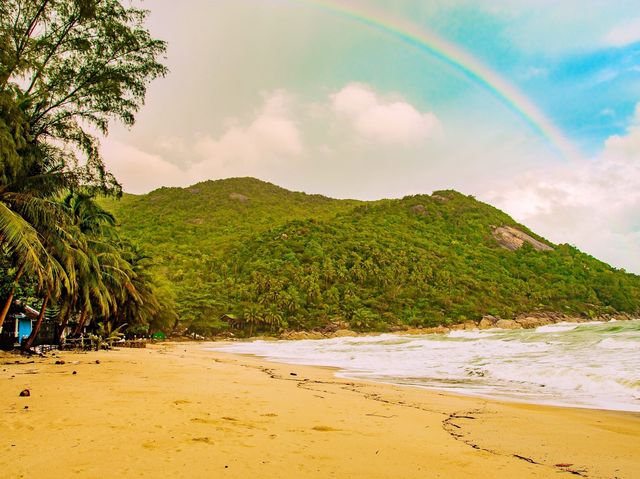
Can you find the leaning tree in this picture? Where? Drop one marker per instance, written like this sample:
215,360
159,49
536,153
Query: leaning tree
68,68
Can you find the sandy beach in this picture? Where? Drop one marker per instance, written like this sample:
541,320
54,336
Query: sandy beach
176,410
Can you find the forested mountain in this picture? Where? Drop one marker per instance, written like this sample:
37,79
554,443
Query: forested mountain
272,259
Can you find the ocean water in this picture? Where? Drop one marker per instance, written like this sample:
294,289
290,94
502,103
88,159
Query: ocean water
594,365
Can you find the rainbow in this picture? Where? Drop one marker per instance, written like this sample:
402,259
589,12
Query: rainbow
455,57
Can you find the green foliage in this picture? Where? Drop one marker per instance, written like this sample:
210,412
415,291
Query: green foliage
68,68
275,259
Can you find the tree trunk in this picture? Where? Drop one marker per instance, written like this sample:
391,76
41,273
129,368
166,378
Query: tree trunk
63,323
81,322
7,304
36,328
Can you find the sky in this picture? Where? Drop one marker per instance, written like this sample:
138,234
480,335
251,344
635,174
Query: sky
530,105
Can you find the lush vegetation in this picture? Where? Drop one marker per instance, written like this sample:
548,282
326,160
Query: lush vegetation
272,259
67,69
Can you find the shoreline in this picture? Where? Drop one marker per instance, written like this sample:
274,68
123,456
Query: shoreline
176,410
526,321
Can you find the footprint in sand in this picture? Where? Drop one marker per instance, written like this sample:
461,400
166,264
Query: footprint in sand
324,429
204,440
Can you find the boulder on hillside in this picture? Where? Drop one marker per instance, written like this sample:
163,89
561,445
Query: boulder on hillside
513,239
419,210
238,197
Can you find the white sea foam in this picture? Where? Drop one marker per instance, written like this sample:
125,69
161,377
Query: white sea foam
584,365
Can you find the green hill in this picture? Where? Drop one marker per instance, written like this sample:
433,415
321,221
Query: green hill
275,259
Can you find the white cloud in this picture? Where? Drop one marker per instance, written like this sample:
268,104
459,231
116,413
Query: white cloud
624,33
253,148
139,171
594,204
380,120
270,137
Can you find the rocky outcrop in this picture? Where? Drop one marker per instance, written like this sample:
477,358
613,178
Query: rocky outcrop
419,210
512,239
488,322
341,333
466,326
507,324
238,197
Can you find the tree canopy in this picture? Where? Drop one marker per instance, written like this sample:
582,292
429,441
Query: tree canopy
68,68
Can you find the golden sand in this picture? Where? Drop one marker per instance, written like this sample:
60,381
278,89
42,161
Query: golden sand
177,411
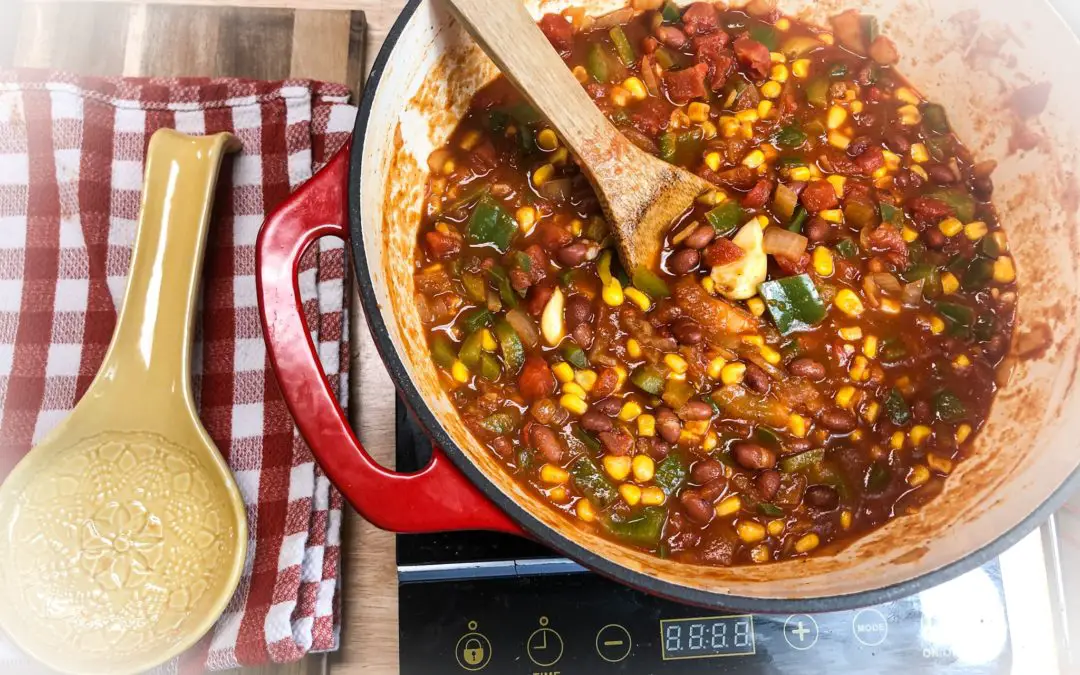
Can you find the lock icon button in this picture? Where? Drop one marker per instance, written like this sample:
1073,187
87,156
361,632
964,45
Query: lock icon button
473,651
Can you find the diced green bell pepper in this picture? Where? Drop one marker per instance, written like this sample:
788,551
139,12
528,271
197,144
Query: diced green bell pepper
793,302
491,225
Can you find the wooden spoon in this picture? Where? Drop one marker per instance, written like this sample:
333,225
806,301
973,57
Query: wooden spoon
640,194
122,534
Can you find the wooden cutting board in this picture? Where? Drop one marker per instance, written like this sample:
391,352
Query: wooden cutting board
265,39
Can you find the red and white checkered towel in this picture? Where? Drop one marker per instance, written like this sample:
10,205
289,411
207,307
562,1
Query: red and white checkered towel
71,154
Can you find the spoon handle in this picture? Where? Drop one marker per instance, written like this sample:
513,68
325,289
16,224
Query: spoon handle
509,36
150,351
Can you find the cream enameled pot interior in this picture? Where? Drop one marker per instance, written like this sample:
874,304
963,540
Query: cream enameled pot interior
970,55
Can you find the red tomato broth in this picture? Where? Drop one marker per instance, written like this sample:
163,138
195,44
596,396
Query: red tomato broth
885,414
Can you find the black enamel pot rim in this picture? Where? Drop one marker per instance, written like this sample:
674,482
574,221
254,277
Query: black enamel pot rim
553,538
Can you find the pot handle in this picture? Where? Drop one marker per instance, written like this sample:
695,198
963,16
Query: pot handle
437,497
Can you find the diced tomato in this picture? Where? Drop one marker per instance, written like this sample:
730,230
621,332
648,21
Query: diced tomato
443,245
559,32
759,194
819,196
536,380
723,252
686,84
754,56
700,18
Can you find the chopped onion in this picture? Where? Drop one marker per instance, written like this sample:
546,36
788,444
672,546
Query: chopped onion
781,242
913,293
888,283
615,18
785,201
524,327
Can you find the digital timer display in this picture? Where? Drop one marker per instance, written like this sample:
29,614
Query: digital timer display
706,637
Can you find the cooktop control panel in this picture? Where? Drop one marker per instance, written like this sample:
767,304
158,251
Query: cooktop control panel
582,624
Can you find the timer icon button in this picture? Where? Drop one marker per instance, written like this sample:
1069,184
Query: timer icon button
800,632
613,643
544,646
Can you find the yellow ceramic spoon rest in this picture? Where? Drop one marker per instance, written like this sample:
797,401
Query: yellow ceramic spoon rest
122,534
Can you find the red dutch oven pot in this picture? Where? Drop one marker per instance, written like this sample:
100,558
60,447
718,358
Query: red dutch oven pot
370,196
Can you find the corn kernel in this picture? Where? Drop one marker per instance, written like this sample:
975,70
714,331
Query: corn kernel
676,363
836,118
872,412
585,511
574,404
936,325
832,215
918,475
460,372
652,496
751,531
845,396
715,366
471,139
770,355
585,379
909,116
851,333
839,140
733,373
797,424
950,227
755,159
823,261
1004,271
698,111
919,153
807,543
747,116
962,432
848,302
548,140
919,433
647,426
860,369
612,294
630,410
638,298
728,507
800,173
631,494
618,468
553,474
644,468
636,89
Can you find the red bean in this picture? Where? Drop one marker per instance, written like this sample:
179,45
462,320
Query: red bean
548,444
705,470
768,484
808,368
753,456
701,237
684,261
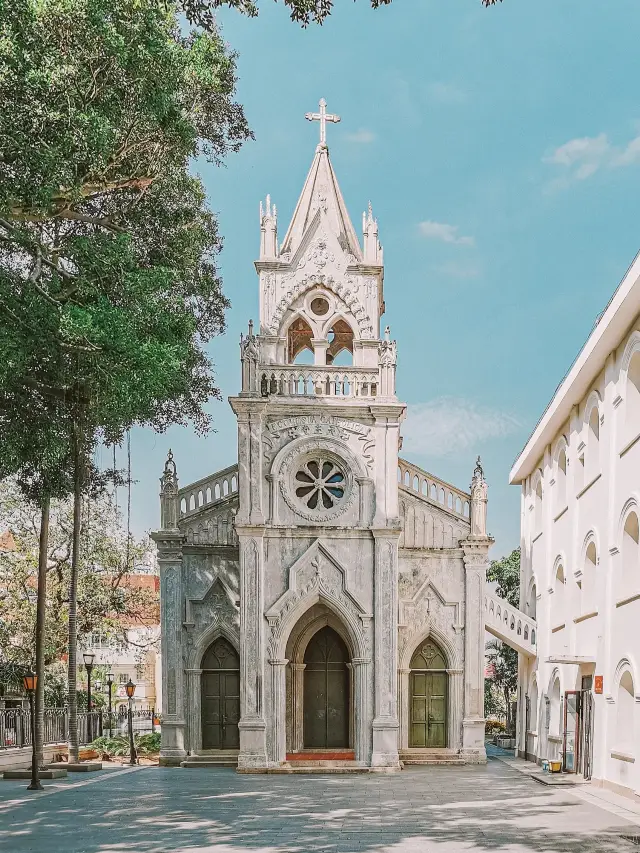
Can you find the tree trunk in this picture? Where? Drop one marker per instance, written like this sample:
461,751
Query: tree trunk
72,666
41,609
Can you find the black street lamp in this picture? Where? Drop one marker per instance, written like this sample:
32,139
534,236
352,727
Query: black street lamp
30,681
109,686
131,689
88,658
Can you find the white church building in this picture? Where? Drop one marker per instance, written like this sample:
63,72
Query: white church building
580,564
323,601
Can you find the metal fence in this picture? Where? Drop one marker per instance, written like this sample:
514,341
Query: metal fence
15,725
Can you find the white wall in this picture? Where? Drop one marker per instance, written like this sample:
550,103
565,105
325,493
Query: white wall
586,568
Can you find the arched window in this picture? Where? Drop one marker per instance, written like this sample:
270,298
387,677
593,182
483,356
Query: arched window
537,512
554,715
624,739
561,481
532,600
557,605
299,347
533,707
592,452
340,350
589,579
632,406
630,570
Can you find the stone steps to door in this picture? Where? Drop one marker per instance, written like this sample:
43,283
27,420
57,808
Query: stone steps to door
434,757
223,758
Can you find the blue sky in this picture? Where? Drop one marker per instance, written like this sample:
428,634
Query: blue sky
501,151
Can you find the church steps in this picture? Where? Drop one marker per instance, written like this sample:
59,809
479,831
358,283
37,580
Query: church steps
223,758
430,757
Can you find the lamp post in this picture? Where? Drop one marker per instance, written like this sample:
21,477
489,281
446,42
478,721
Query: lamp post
════
Transcribe the entries above verbatim, omitting their pictures.

*RESPONSE TO THE TASK*:
Can you find the leaning tree in this picture? Where? Drop one marker per instance, written like this sample:
215,360
159,49
536,153
Query: leaning tree
68,68
Can you find the sandy beach in this picture? Where? Drop one marker per instance, written like this sample:
541,320
54,336
Query: sandy beach
176,410
Can you find the forested mountain in this picture? Where? Drop one marker per instance, written like this sample:
37,79
554,443
Query: forested mountain
272,259
Can you find the ocean water in this picture? Where? Drop one marker per instance, written like this sample:
294,289
290,94
502,103
88,159
Query: ocean water
594,365
Can you find the rainbow in this picture? Where? Drop one marker per instance, written like this sample:
402,259
589,12
Query: rainbow
455,57
Can you find the green foliage in this picture? Where? Drop one marker per instance, written like this sample:
210,412
415,291
Query: green foliage
68,68
275,259
Can you find the tree trunk in this picture? Where? Drop one marker per instance, written like this sample:
391,76
41,273
129,368
166,378
Query: tree trunk
63,323
81,322
7,304
36,328
Can you find the sky in this picture? Where? Drop one marker per instance, written like this sample:
138,234
480,335
251,344
635,174
Query: sky
530,105
Can you find the lush vegetation in this picture? Where? Drop one marker per instance, written like this sample:
548,282
326,160
Query: lush vegetation
272,259
67,69
Can you find the shoreline in this picture? Where? Drop one marker per instance, written like this sample:
274,68
123,456
Query: shoreline
176,410
526,321
Can you find the footprint in sand in this picture? Where? Drop one marker per instance, written like this sample:
461,400
166,264
Query: footprint in sand
324,429
204,440
Can you find the boulder on hillside in this picture? Where? Drop one marker per instance, written like this sample:
163,89
561,445
Query: boulder on hillside
513,239
419,210
238,197
Can you find the white sea foam in this picture? Where? Drop one marker per instance, written like this sample:
125,69
161,377
Query: white sea foam
584,365
Can you find the green hill in this picture? Where? Drop one marker per instance, written like this sample:
433,415
321,221
Query: green hill
275,259
Can you find the white cloud in this picture? Where? Drop one marker per instance, written like this sample:
268,104
459,231
116,413
Query: white cloud
624,33
253,148
139,171
594,204
380,120
270,137
Can you find the rocky outcrop in this picture? Where? Drop one marker per instance, written like this sample:
477,358
613,178
Query: rocky outcrop
419,210
512,239
488,322
341,333
466,326
507,324
238,197
Can you find the tree canopy in this picture? Where? Drop one marker per instance, written like this sample:
582,292
429,441
Query: tree canopy
68,68
Can you find the golden sand in this picture? Where? Drop one marker per instance, written like this sample:
60,381
278,89
42,161
Query: golden sand
177,411
Can you find the lock icon button in this picture? Where? Drop one marker per instance, written like this sample:
1073,187
87,156
361,632
964,45
Query: lock icon button
473,651
Can you find the diced green bell pepper in this picture? Where? Drop one marker per instance, written like this sample:
788,551
139,12
528,271
197,144
Query: diced green bell pepper
793,302
491,225
Can you find the wooden spoon in this picture? Where? Drop one marker per instance, written like this sample:
333,225
806,301
973,57
Query: wooden spoon
640,194
122,534
Can you find the wooden cutting board in this picture? Where? Drop one marker per instance, written like this sample:
391,352
Query: wooden cutting board
265,39
Can you find the red and white checkered towel in this picture? Where? Drop one marker per instance, written like this sample:
10,205
289,411
207,307
562,1
Query: red and white checkered towel
71,154
Can you find the spoon handle in this picture? Where? Drop one marker per instance, written like this sample:
513,68
325,289
16,224
Query: spoon handle
509,36
150,351
Can you find the cream enameled pot interior in this picture? Where? Drop one marker per instance, written like this sample:
874,304
963,540
Query: cream enameled pot interior
970,55
Can you find the red tomato broth in this picture? Where? Drop one marker per instance, written like this sample:
163,138
195,44
596,396
Query: red tomato broth
885,414
Can you find the black enamel pot rim in this picture? Where? Drop one marker per instance, written like this sample:
674,482
574,221
254,277
Query: black enamel pot rim
553,538
Can you find the pot handle in this picture? Where? Drop one marker per instance, written like this sample:
695,198
963,16
Query: pot handle
437,497
Can you find the diced tomato in this picture? Where? Drop one marker per instance, written like this sample:
730,230
621,332
648,21
Query: diced tomato
443,245
559,32
759,194
819,196
536,380
723,252
686,84
754,56
700,18
Can you find the chopped onion in this picture? Where? Drop one marker per instance, written like this sample:
546,36
788,444
672,546
Query: chopped onion
781,242
913,293
888,283
615,18
785,201
524,327
Can you find the digital timer display in this picture? Where? Drop one marker per instance, written like this sample:
29,614
Query: digital timer display
706,637
Can you find the cooktop control panel in this picture? Where? Drop one marker per instance, written like this sample:
767,304
158,251
Query: cooktop control panel
582,624
Can you find the timer icon button in this picture? Where? Drop one marker per instance, written like this sample:
1069,184
Query: timer icon button
800,632
613,643
544,646
Can you find the yellow ceramic spoon rest in this picture? Where? Drop one marker per instance, written like this sample:
797,401
Query: yellow ceramic spoon rest
122,534
Can you find the red dutch oven pot in this picture? Where? Drop one marker per instance, written like this sample:
100,558
60,447
718,358
Query: red dutch oven pot
370,196
Can you find the corn kernel in this picture? Where? Drop one marker per instance, written like this sample:
975,70
714,331
Query: corn kernel
676,363
836,118
872,412
585,511
574,404
936,325
832,215
918,475
460,372
652,496
751,531
845,396
715,366
471,139
770,355
585,379
909,116
851,333
839,140
733,373
797,424
950,227
755,159
823,261
1004,271
698,111
919,153
807,543
747,116
962,432
848,302
548,140
919,433
647,426
860,369
612,294
630,410
638,298
728,507
800,173
631,494
618,468
553,474
644,468
636,89
Can you find the red bean in this picture? Where? Drop one marker per instance, written like this sample:
179,45
462,320
Query: red bean
548,444
705,470
768,484
808,368
753,456
701,237
684,261
Can you find the tree trunk in this picture? Where? Drop one marker per instance, written like this sample:
461,751
Query: tree trunk
72,666
41,609
Can you find the black street lamp in this picture? Where? Drop one marker per instance, written like this sample:
32,139
534,236
352,727
Query: black street lamp
30,681
109,686
131,689
88,658
Can you find the white church building in this picture? Where? Drop one marker per instance, written like this sample:
63,72
Query: white church building
580,564
323,601
Can you find the metal fence in this picture? Where? Drop one marker per instance, written like this sample:
514,341
Query: metal fence
15,725
Can you find the white wall in this picture? Where? Drop one marker per instance, written like this sample:
550,103
565,105
325,493
Query: white wall
586,568
Can you find the arched window in this picture? Where? Drop one marker per instance, written like this sample:
270,298
387,677
593,182
483,356
Query: arched window
537,512
554,715
624,739
561,481
532,600
557,605
299,347
533,707
592,452
340,350
589,579
632,406
630,570
Can you find the stone steps to door in this picture? Where? Drop one marker per instance, written like this sample:
43,283
27,420
57,808
Query: stone steps to door
434,757
223,758
Can you find the blue sky in this picture? Where? Drop one marker per instance, written like this sample:
428,634
Query: blue sky
501,151
Can you find the church steps in this picture? Where? Drop one marker per instance, written like this sample:
59,809
479,831
358,283
37,580
Query: church steps
223,758
430,757
Can you find the lamp post in this picture? Where? Drop one marker per instance, written like this sample:
21,477
489,281
446,42
478,721
Query: lamp post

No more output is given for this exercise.